- _Work to complete_
Your task is to restate the data word for word.

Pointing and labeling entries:
──────────────────────────────
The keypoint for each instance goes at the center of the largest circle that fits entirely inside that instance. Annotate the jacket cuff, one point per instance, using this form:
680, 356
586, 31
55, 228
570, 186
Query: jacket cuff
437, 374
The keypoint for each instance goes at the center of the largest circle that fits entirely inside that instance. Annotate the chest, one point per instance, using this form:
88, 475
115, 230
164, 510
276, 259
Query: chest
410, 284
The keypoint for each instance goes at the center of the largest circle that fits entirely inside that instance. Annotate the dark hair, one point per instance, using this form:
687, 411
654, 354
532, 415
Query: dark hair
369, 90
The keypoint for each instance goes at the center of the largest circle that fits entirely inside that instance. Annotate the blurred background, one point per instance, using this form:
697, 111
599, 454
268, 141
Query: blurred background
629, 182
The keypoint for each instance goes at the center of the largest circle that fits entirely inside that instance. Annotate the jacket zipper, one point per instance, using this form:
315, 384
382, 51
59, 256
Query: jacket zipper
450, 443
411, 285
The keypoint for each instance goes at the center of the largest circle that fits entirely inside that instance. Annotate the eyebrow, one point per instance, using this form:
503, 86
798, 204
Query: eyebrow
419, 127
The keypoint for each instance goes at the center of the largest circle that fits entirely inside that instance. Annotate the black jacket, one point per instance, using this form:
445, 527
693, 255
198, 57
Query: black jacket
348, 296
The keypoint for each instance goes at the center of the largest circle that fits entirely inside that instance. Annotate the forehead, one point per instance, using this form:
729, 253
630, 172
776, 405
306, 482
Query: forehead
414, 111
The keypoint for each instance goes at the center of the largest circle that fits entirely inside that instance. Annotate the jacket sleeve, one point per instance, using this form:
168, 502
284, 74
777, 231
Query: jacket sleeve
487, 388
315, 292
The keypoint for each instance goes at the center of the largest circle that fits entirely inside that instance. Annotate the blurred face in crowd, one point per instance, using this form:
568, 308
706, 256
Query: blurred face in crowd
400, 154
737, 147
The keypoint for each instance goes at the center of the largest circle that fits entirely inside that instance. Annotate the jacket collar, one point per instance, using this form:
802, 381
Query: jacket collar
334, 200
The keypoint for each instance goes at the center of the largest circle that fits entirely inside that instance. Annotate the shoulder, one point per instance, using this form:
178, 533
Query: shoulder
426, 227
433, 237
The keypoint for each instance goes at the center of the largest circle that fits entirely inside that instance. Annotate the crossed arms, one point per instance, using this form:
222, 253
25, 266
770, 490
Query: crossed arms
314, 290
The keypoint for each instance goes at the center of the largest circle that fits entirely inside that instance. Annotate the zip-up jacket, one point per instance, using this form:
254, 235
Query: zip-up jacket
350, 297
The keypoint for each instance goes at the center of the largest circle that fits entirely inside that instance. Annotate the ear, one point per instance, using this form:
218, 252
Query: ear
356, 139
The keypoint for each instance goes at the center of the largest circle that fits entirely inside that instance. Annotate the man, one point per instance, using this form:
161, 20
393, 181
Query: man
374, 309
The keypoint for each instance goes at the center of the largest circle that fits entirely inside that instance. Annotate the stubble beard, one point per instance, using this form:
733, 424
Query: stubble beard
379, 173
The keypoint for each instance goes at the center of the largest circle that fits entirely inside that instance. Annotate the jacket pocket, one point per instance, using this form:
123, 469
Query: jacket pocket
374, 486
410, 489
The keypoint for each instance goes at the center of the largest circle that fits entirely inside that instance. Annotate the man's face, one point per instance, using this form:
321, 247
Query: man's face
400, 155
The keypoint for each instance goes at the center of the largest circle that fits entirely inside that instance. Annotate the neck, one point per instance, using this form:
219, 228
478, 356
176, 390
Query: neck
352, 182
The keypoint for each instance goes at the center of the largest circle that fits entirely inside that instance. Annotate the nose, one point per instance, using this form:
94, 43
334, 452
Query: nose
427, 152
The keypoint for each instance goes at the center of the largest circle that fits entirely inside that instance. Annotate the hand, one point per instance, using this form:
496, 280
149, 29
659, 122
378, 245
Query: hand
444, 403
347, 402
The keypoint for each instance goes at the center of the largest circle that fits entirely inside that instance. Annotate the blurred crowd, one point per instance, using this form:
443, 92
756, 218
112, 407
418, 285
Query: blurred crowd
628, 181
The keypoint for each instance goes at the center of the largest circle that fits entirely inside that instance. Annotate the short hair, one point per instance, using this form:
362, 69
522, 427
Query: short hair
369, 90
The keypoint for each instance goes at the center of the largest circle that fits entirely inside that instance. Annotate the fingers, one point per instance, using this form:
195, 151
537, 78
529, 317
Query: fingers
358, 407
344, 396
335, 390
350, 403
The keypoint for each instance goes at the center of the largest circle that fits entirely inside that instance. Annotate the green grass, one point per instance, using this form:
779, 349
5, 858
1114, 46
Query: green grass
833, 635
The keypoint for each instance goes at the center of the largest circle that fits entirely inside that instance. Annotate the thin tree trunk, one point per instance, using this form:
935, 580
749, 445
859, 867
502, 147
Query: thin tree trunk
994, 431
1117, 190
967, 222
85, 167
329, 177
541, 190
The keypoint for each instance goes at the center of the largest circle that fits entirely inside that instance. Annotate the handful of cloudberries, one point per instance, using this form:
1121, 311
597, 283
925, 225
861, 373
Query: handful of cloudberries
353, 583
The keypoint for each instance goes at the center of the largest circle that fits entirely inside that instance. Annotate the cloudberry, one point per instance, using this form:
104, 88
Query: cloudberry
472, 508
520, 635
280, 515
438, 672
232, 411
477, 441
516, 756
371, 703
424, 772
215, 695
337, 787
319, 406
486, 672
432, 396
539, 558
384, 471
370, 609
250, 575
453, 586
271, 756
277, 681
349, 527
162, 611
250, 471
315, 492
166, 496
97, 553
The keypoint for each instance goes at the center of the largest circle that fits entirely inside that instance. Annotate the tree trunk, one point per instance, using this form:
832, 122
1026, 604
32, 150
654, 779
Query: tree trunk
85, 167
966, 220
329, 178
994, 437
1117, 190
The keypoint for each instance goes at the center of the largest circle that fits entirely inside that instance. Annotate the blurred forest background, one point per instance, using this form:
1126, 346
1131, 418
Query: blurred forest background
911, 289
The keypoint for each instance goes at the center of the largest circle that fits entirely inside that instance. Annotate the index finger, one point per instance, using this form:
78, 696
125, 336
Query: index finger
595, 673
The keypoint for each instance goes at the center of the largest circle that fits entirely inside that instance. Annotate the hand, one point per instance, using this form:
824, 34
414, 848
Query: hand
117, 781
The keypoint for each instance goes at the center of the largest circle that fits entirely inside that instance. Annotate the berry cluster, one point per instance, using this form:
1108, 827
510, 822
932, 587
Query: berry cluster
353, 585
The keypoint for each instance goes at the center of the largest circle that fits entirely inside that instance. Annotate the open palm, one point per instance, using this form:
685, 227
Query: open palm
──────────────────────────────
- _Response to the task_
The keypoint for each instance goes at the center of the largest circle that fits entirely inside that instance. Annotate the jacket cuff, one point per instance, using this form:
680, 356
586, 31
55, 228
570, 186
Query: jacket cuff
437, 374
The keypoint for each instance goes at the center of the largest circle that fits entirely inside that instance. Annotate the chest, one point per instance, using this form:
88, 475
115, 230
164, 510
276, 259
Query: chest
410, 284
The keypoint for each instance goes at the center of the largest circle that fits entirely inside that instance. Annotate the dark hair, one point per instance, using this form:
687, 411
654, 354
532, 415
Query: dark hair
369, 90
The keypoint for each instance goes at the center of the largest circle that fits entirely inside that instance. Annotate the blurred background, one point per instance, using this form:
697, 111
599, 454
268, 141
Query: blurred background
629, 182
The keypoint for each instance goes at the center of the largest circle that fits entirely inside that instance. Annotate the jacket zipper, one point per instance, using this form:
315, 384
382, 51
59, 256
Query: jacket zipper
450, 443
411, 285
The keypoint for each instance goes at the center of the largest circle that fits entirely inside that instance. Annotate the eyebrow, one point per instance, using this form:
503, 86
798, 204
Query: eyebrow
419, 127
The keypoint for each instance goes at the center of the largest circle that fits entirely inside that instance. Annotate the black jacket, one point per instance, using this form:
445, 527
693, 255
198, 57
Query: black jacket
348, 296
The keypoint for each instance goes at the center of the largest circle that fits entirely inside that instance. Annotate the forehead, one point per instance, using this form:
729, 253
630, 172
776, 405
306, 482
Query: forehead
414, 111
The keypoint for each instance goes at the center of the largest circle that fits entirely inside that instance. Annotate the jacket sleeve, one point per instance, using this form:
168, 502
284, 74
777, 231
Query: jacket sleeve
487, 388
315, 292
The keypoint for each instance goes at the center of the largest circle that fits entirely inside that instance. Annotate the blurred face in crowd, one point per instance, using this form:
568, 308
706, 256
Query: blurred face in crowd
400, 154
737, 147
The keypoint for each instance goes at the center of the largest circle that fits entirely inside that instance. Annotate the jacket collar, one point per instance, using this form:
802, 381
Query: jacket collar
334, 200
The keypoint for each instance goes at the center of the largest circle that fits entirely inside that instance. Annotate the shoulder, one point per instance, using this form:
178, 533
Query: shoulder
426, 227
433, 237
The keypoint for each instance goes at the center of the largest circle that fits entirely inside that instance. Annotate the crossed arms, one point per instance, using this form:
222, 253
25, 266
770, 490
Query: crossed arms
314, 290
The keypoint for each instance goes at the center of the largest circle that fits entirely inside that instance. Annotate the zip-up jacket, one point per instance, using this form:
254, 235
Query: zip-up jacket
350, 297
The keypoint for each instance goes at the center of the largest circle that fits entirely inside that instance. Annotate the ear, one point per instance, using this form:
218, 252
Query: ear
356, 139
The keypoint for each instance goes at the center of the largest circle that fits entirely inside that instance. Annotate the man, one point per instance, using this form:
161, 20
393, 181
Query: man
374, 309
The keypoint for each instance goes at the center of the largest circle that fits entirely inside that instance. Annotate the stubble beard, one point per instance, using this form:
733, 424
Query: stubble beard
379, 173
The keypoint for each instance goes at the center of the largest circle that fits entirely inside that instance. Annotate the jacket pocket, one point per instance, using this form:
123, 469
Query: jacket pocket
374, 486
410, 489
The keypoint for each instance goes at the center of the largest circle that fits entirely inside that instance. Annotate the man's face, one point per instance, using this form:
321, 247
Query: man's face
400, 155
The keypoint for each instance goes at the center of the largest circle that fits entirely inside that instance. Annotate the neck, one point per instance, using this form:
219, 228
478, 356
176, 390
Query: neck
352, 182
The keypoint for each instance goes at the center of the largest circle that fits entirely inside that instance. Annotate the nose, one point per instance, using this form:
94, 43
334, 452
Query: nose
427, 152
The keypoint for each instance goes at the center of the largest circle that fits entirely inside that instance. Annotate the hand, one point per instance, using this form:
496, 280
149, 29
659, 122
378, 245
Query: hand
444, 403
347, 402
The keypoint for each instance goes at the center of the largest circle that fits entirely inside that instance. Annotate the blurred crowd, one point per instance, using this form:
443, 92
756, 218
112, 407
418, 285
Query: blurred crowd
628, 181
The keypoint for each instance goes at the center of the largest circle that fits entirely inside that instance. Annotate the short hair, one point per instance, using this form:
362, 69
522, 427
Query: short hair
369, 90
The keypoint for each instance goes at the center of the largest circle that fits entirely inside that instance. Annotate the fingers, one point per instance, using this form:
195, 151
537, 78
529, 317
Query: fingers
358, 407
344, 396
335, 390
350, 403
The keypoint for each instance goes at the center of the largest circle that fits entirely inside that instance. Annotate the green grass, one point per instance, using this form:
779, 349
5, 858
1114, 46
Query: green grass
833, 635
The keypoint for each instance goes at the center of the largest circle that fits entirely inside that instance. Annotate the thin tree trunk, one point per instance, using this form:
935, 580
749, 445
859, 867
502, 147
Query: thin tree trunk
994, 431
1117, 190
967, 222
85, 167
329, 177
541, 190
The keypoint for each instance goes at the center of the largest circle that fits entirely inside that instance. Annotate the handful of cloudberries, one point per instance, using this form:
1121, 311
597, 283
925, 225
861, 373
Query: handful of cloudberries
353, 583
The keypoint for each instance goes at the center of the largest circle that fits entirely inside that instance. Annotate the cloudberry, one point per instance, using this form:
104, 88
Query: cloudberry
472, 508
520, 635
280, 515
438, 672
232, 411
477, 441
516, 756
371, 703
424, 772
215, 695
337, 787
319, 406
486, 672
432, 396
539, 558
384, 471
370, 609
250, 575
453, 586
271, 756
277, 681
349, 527
162, 611
250, 471
315, 492
166, 496
97, 553
The keypoint for each instance goes at the center of the largest circle that fits entirely inside that instance. Annotate the tree trunk, one point per instance, using this form:
832, 122
1026, 604
32, 150
654, 779
Query: tree trunk
85, 167
966, 220
329, 178
994, 437
1117, 190
The keypoint for each instance goes at the center of the largest circle that fits entirely inside that instance. Annotate the blurred forest background, one point per instance, using this form:
1126, 346
1131, 418
Query: blurred forest background
911, 289
The keypoint for each instance goes at the center of the largest circle that fits entirely inside that instance. Annotate the index finger, one point per instance, using this form:
78, 696
125, 336
Query: index finger
595, 673
The keypoint for each instance goes at the center of the largest circle that fits entirely inside that instance. Annotate the hand, one point per instance, using this form:
824, 34
414, 848
Query: hand
117, 781
The keypoint for each instance goes at the center of the largest circle that fits entirely inside that instance. Annotate the berry cluster, one point per instance, using this form:
1108, 827
510, 822
932, 587
Query: berry cluster
353, 585
The keypoint for each instance goes at the center of the largest circle that fits entirely inside that instance. Annotate the open palm, one point per instance, using this form:
685, 227
Query: open palm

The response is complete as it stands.